** Opening Data extracts block **

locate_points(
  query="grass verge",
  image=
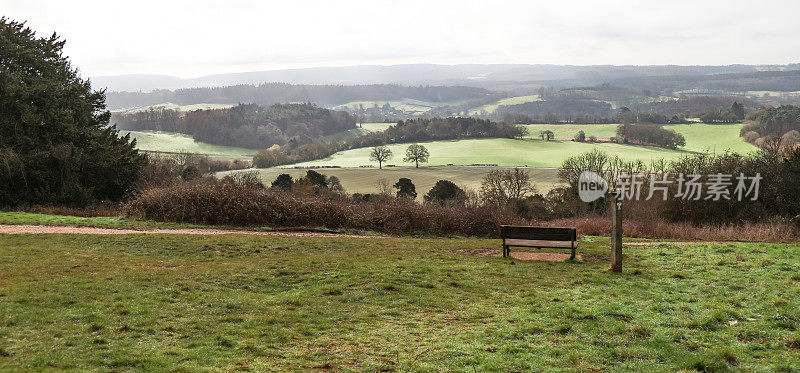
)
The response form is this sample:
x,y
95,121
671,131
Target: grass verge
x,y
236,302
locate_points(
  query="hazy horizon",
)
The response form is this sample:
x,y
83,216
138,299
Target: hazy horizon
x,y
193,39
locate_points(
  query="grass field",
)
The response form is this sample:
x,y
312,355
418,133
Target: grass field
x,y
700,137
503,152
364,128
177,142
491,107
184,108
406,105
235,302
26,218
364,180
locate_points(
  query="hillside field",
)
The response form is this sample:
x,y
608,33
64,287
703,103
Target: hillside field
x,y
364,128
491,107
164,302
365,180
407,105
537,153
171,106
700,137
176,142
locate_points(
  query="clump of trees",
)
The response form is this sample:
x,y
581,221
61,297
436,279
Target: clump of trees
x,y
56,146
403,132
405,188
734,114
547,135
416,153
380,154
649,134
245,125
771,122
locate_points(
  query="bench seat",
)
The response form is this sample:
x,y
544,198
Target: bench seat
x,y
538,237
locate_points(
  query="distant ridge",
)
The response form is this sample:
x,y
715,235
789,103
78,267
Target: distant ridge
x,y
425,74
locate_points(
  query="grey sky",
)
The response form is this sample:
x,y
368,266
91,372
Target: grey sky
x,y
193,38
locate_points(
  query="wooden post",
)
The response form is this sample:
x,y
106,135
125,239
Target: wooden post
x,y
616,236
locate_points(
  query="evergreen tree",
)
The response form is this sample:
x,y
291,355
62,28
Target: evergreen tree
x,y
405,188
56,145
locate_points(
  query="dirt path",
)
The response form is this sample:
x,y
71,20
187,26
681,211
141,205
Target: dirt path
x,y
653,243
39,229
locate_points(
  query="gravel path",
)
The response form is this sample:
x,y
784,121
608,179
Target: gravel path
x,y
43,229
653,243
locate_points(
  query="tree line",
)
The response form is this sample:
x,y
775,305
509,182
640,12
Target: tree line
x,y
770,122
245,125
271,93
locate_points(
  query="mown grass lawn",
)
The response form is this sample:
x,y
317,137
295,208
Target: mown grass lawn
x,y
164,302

** Closing Data extracts block **
** Opening Data extracts block **

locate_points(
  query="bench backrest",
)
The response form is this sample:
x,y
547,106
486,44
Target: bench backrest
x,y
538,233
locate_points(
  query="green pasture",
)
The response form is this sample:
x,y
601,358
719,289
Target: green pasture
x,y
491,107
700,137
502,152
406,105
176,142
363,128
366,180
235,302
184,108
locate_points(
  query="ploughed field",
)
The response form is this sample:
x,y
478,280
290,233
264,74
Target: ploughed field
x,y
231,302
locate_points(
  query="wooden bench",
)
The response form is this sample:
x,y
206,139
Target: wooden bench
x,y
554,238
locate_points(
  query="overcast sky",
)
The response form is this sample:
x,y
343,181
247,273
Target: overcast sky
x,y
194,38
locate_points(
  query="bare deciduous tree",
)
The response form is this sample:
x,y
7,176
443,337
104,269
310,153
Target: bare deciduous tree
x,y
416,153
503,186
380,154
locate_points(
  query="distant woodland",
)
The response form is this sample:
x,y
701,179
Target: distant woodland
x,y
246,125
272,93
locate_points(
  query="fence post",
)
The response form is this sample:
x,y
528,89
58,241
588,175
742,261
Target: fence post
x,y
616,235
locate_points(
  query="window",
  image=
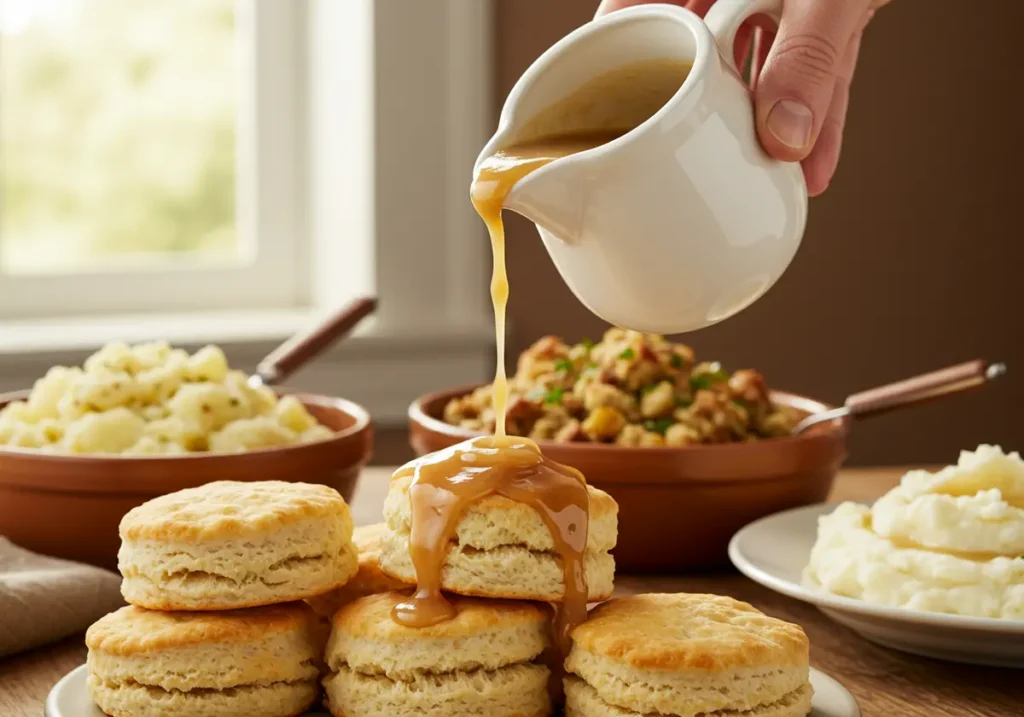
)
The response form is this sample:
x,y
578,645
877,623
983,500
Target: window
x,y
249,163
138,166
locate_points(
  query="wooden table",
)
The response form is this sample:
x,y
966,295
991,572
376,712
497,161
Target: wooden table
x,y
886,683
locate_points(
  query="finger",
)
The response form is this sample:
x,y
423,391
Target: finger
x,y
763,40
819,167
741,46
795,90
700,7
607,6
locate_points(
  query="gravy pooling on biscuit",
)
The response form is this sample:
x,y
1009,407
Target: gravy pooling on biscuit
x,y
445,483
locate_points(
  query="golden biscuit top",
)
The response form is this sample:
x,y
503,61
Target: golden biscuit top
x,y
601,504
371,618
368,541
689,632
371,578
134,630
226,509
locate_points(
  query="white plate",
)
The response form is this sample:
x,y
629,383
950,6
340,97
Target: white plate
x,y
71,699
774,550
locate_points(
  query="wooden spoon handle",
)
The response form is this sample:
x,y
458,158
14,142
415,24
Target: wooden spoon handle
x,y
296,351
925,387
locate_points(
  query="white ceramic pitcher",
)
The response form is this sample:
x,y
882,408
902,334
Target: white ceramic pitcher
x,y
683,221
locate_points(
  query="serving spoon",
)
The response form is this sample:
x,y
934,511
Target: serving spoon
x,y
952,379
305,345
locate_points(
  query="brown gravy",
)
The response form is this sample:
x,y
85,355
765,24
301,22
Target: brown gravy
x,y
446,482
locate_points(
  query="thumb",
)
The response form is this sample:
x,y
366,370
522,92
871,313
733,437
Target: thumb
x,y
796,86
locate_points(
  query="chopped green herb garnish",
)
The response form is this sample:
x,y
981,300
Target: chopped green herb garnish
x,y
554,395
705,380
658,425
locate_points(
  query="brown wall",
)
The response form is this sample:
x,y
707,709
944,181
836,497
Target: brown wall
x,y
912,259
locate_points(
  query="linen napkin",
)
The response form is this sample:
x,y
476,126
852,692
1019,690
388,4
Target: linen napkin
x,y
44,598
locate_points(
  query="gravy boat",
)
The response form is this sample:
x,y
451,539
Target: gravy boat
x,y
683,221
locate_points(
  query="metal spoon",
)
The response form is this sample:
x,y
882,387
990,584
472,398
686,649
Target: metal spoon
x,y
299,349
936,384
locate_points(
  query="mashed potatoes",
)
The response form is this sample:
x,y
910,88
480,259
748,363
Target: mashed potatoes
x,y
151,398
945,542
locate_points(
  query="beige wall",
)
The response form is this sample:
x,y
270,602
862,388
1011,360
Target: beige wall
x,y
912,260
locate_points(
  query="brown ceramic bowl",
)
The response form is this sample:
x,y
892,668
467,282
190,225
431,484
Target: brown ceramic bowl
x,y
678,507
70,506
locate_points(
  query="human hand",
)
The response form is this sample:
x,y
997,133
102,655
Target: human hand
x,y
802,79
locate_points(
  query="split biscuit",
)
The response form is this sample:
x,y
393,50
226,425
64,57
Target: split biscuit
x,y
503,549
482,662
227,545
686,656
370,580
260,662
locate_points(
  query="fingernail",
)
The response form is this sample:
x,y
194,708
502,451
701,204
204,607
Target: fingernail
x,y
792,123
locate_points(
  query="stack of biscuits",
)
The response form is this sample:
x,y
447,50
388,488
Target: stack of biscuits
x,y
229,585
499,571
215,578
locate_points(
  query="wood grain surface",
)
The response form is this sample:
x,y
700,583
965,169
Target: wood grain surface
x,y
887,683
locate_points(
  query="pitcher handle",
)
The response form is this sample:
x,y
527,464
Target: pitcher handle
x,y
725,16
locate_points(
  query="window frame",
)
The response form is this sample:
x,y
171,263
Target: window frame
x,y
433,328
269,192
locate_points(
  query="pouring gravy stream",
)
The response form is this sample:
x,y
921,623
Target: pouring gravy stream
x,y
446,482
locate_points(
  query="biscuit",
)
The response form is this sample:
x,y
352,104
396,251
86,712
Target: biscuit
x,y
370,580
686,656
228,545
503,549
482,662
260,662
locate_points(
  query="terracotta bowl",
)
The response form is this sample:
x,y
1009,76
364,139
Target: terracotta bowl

** Closing Data extracts block **
** Opening Data extracts block **

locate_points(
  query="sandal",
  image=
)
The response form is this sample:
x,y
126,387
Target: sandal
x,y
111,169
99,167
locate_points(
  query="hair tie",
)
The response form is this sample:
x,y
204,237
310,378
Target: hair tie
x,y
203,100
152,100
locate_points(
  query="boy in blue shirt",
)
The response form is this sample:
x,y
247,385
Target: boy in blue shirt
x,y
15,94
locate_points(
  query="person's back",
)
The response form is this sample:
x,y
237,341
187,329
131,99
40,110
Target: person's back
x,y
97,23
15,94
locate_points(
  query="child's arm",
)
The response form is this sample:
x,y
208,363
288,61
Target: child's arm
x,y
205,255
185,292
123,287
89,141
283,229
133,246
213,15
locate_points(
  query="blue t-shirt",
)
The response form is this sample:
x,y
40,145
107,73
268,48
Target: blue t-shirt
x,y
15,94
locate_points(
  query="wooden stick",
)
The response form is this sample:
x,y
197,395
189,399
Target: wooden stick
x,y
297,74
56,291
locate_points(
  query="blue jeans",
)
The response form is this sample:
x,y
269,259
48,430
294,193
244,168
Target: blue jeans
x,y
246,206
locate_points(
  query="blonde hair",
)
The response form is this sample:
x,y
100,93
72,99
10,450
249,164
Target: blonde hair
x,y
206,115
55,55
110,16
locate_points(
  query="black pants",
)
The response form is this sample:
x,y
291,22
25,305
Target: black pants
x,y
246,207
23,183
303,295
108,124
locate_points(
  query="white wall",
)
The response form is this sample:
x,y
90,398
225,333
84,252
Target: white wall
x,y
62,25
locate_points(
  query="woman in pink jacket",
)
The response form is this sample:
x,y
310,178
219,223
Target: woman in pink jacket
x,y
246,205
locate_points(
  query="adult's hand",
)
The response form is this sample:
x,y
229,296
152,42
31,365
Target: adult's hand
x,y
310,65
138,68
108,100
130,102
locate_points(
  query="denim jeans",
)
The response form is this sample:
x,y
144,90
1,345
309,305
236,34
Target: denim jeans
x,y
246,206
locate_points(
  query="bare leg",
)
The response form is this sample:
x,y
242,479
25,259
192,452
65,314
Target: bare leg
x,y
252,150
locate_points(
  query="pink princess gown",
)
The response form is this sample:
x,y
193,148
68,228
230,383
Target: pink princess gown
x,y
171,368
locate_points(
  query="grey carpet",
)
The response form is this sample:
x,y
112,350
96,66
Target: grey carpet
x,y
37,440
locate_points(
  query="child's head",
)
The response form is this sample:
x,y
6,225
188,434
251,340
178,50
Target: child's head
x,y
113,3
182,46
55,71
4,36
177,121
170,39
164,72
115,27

** Closing Data extracts block **

What needs to be done: Return every line from the entries above that includes the word "terracotta".

Solution:
  query="terracotta bowl",
Target: terracotta bowl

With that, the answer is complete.